TEXTO DE ESTUDO:

* * * * * * *

Na opinião da servidora e estudante Ira Bernardes, integrante do Núcleo de Consciência Trans da Unicamp (NCT), criado há um ano, “foi interessante ver como conseguiram abarcar um panorama bem grande de ações e de processos”. De acordo com o TransCenso realizado pelo NCT na Unicamp, há cerca de 150 pessoas trans na Universidade.

“As mudanças são bem importantes e significativas, mas a gente só vai conseguir realmente saber qual é o impacto disso com o tempo. Precisa haver uma avaliação posterior, com prazos, que gere um relatório de impacto e também uma avaliação sobre as demandas que estão chegando”, analisa Ira, que é estudante de Ciências Econômicas e trabalha na Seção Financeira do Instituto de Física “Gleb Wataghin” (IFGW) da Unicamp. “Acho que eu fui a primeira servidora trans que requisitou nome social no sistema da Universidade”, informa.

Processo contínuo

De acordo com a coordenadora do Cecom, as mudanças, de fato, são contínuas. “É uma mudança cultural, não é pontual. As pessoas devem debater, conhecer e refletir para fazer as mudanças. Nossa intenção é que isso seja permanente e dinâmico”, diz Rôse. Ira acredita que existe boa vontade em fazer as mudanças. “É importante que a gestão autora da mudança fique de olho e queira ouvir o que as pessoas trans têm a dizer sobre esse atendimento. O tratamento humanizado precisa ouvir quem está sendo atendido”, raciocina.

Do ponto da vista de Ira, as mudanças protocolares não podem ignorar a transfobia. “A gente sabe que vive numa sociedade cheia de preconceitos”, diz. A demanda para que houvesse mudanças no atendimento realizado pelo Cecom surgiu a partir de relatos da comunidade trans, segundo Ira. “Mesmo com espaço nos formulários para o nome social, por exemplo, o pessoal chamava [a gente] pelo nome civil. Ou seja, se no atendimento mais básico a transfobia acontece, daí você já obstaculariza completamente o atendimento e a confiança da comunidade trans, que já é marginalizada, em buscar esse atendimento”, explica.

Para a servidora, isso é efeito da transfobia sistêmica. “Ela está nas relações, ela está na normalização de que um corpo cis é natural e um corpo trans é artificial.” Portanto, diz Ira, fez-se necessária uma capacitação complementar para essas pessoas da área do atendimento, “porque nem tudo é só processo, como é comum se acreditar no setor público”.

* * * * * * *

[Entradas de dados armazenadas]

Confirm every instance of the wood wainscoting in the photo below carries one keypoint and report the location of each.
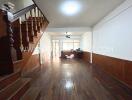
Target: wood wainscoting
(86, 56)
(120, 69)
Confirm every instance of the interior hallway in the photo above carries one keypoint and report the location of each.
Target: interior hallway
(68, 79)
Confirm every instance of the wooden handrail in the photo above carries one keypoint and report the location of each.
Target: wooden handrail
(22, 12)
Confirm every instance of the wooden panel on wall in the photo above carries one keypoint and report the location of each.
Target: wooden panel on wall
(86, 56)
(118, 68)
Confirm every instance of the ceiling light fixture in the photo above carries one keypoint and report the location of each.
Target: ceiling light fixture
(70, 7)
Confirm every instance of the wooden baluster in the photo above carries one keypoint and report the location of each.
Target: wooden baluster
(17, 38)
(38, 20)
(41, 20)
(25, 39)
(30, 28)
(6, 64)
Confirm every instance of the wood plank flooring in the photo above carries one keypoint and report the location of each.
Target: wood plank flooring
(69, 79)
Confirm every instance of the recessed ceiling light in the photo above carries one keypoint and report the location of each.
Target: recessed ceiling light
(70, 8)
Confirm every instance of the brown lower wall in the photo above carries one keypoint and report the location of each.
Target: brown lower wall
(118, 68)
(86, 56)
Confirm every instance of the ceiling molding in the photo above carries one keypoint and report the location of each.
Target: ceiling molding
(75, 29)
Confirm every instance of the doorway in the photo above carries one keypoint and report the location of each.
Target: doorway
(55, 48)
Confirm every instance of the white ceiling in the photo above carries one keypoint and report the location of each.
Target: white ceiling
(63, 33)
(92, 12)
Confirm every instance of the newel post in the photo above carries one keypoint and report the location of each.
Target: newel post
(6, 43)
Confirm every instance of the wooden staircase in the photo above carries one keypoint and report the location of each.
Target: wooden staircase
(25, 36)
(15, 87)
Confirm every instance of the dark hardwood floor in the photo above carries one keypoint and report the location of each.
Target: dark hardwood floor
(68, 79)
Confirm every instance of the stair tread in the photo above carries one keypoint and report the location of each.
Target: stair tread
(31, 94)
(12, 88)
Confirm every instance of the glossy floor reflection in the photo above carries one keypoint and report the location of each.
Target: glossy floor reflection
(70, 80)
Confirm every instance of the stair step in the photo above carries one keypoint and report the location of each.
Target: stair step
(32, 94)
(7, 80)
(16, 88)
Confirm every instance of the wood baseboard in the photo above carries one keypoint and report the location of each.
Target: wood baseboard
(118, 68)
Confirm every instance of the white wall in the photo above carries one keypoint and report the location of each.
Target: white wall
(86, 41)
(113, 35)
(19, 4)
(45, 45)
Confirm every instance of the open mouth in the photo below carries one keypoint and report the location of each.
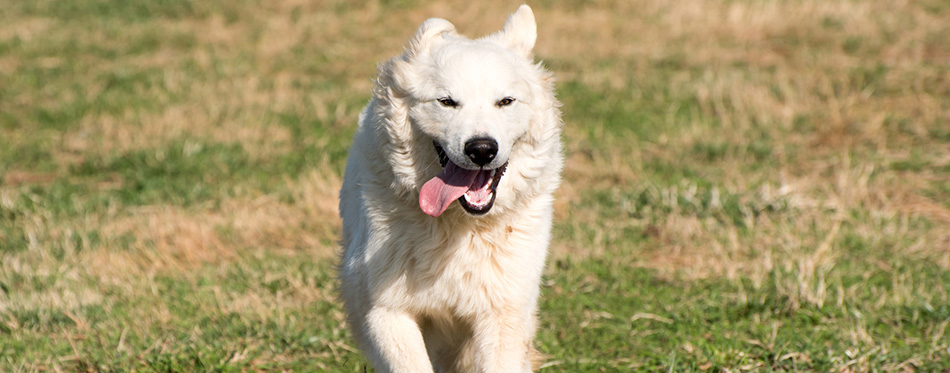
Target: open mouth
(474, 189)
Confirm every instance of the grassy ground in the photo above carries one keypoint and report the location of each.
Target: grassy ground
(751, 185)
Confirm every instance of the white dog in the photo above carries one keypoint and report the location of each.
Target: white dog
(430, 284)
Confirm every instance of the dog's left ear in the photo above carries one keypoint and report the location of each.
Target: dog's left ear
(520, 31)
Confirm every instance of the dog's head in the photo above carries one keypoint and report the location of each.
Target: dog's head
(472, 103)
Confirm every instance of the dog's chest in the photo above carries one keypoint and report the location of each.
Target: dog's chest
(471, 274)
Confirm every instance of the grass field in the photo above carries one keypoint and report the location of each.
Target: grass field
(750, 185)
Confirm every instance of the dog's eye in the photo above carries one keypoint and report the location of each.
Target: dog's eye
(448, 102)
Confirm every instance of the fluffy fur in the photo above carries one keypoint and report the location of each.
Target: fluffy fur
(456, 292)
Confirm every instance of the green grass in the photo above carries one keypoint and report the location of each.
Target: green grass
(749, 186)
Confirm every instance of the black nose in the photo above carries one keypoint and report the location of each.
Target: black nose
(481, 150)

* * * * * * *

O QUE FAZER: Dê continuidade ao texto sobre o atendimento a pessoas trans no Cecom da Unicamp, começando logo depois da última frase.

RESPOSTA ESPERADA:
Em vista desse incômodo, manifestado pela comunidade trans – e que nunca havia sido levado à coordenação ou à supervisão –, a servidora escreveu uma Carta Relato, algo sugerido por sua diretora no Instituto de Física, Mônica Alonso Cotta, que faz parte da comissão de gênero da Diretoria Executiva de Direitos Humanos (DEDH). “Minha Carta Relato foi bem inquisitória”, destaca Ira, que assinou o documento na qualidade de servidora, estudante e integrante do Núcleo de Consciência Trans.

A carta foi encaminhada no dia 16 de janeiro de 2023. Em um mês, o Cecom implantou as mudanças. “Nós reconhecemos prontamente [a demanda] e entendemos que seria mais que necessário termos um novo olhar e outro cuidado com relação a todos os aspectos, desde as formas de atendimento e abordagem frente à comunidade trans até a realização de mudanças nos nossos sistemas informatizados. Por isso revimos nossos processos de trabalho”, diz a coordenadora do Cecom.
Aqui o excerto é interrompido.